What you will do >> Lines from the one containing "Target: ruined stone tower" through the end of the data are to be returned exactly, and no others.

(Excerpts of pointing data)
____________

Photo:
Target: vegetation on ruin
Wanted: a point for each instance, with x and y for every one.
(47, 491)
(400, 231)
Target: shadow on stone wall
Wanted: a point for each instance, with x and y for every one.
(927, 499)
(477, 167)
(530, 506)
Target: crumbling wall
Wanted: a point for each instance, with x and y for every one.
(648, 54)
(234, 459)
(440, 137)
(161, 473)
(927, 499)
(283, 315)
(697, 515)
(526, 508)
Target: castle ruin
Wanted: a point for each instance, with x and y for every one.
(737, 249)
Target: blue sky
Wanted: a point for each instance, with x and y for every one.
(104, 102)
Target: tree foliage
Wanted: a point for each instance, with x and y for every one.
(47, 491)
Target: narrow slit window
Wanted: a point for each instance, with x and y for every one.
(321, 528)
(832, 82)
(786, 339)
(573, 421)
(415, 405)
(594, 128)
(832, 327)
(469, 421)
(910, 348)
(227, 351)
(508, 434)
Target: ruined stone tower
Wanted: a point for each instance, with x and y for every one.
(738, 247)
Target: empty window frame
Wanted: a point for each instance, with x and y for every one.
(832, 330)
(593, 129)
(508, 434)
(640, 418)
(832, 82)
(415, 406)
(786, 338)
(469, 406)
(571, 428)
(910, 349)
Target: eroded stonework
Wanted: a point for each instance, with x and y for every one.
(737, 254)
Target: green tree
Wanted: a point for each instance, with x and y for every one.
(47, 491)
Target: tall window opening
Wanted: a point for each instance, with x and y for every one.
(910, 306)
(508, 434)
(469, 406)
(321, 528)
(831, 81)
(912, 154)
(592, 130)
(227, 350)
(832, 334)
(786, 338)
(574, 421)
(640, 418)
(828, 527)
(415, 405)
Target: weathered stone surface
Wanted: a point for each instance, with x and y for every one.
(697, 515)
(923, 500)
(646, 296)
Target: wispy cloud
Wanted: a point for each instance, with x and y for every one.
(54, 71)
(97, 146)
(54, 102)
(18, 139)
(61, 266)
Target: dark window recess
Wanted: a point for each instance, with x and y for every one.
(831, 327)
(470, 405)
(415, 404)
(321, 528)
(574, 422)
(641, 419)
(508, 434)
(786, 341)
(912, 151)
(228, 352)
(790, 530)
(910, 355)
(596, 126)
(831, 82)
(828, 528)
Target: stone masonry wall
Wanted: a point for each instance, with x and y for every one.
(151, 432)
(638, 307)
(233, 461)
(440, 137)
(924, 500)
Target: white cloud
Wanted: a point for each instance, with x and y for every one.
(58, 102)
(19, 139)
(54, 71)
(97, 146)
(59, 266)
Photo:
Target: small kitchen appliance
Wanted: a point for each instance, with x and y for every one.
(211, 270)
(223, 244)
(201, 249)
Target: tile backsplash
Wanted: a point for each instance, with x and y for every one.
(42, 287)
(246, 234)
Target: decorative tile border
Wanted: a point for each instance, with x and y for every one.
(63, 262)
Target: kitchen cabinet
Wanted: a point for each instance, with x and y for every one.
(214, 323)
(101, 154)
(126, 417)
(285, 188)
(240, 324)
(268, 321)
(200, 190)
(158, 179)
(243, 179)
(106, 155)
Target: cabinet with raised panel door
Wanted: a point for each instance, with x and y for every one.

____________

Answer >>
Target: ruined stone tower
Wanted: a point for each instance, with x and y for every one.
(738, 247)
Target: empty window frame
Wanted: a point for each instance, with x and y for every one.
(832, 330)
(593, 129)
(508, 434)
(640, 418)
(832, 82)
(415, 406)
(786, 338)
(469, 406)
(571, 428)
(910, 349)
Target: eroded stonework
Wanted: a point for each instance, with x and y for every one.
(737, 254)
Target: green tree
Wanted: a point for each instance, with x and y for every one.
(47, 491)
Target: tall window opening
Wanted: a point for each instance, with x and y for every one.
(910, 306)
(508, 434)
(469, 406)
(321, 528)
(831, 81)
(912, 154)
(592, 130)
(227, 350)
(832, 334)
(786, 338)
(574, 421)
(640, 418)
(828, 527)
(415, 405)
Target: weathered stone surface
Wanted: a point for each instance, with x and y for every one.
(697, 515)
(923, 500)
(646, 296)
Target: wispy cloud
Wanted: a point for each instance, with x and y for every one.
(54, 71)
(97, 146)
(54, 102)
(18, 139)
(61, 266)
Target: dark window recess
Wanted: a point for each instance, with x and y for every one.
(831, 327)
(470, 405)
(415, 404)
(321, 528)
(574, 422)
(641, 419)
(508, 434)
(786, 341)
(912, 151)
(228, 352)
(790, 530)
(910, 355)
(596, 126)
(831, 82)
(828, 528)
Target: stone masonry wall
Wanted: a point for each instance, with x and y for every one.
(151, 432)
(638, 307)
(233, 461)
(440, 137)
(924, 500)
Target: white cloud
Wanted: a point for each instance, with x and y for every one.
(58, 102)
(19, 139)
(54, 71)
(97, 146)
(59, 266)
Photo:
Target: small kitchen appliance
Wanted: a point for each instance, with x and y for every one.
(211, 270)
(223, 244)
(201, 249)
Target: tile backsplash
Wanted: a point for each instance, with x and y for every one.
(42, 287)
(246, 234)
Target: decorative tile border
Wanted: a point for each instance, with x and y for every one.
(63, 262)
Target: kitchen cabinet
Wanted: a point for each instance, with x and y for every one.
(214, 323)
(101, 154)
(126, 417)
(285, 188)
(240, 324)
(268, 321)
(200, 190)
(158, 179)
(243, 179)
(106, 155)
Target: cabinet with raised panel door
Wanted: a point for each instance, with x and y for every one.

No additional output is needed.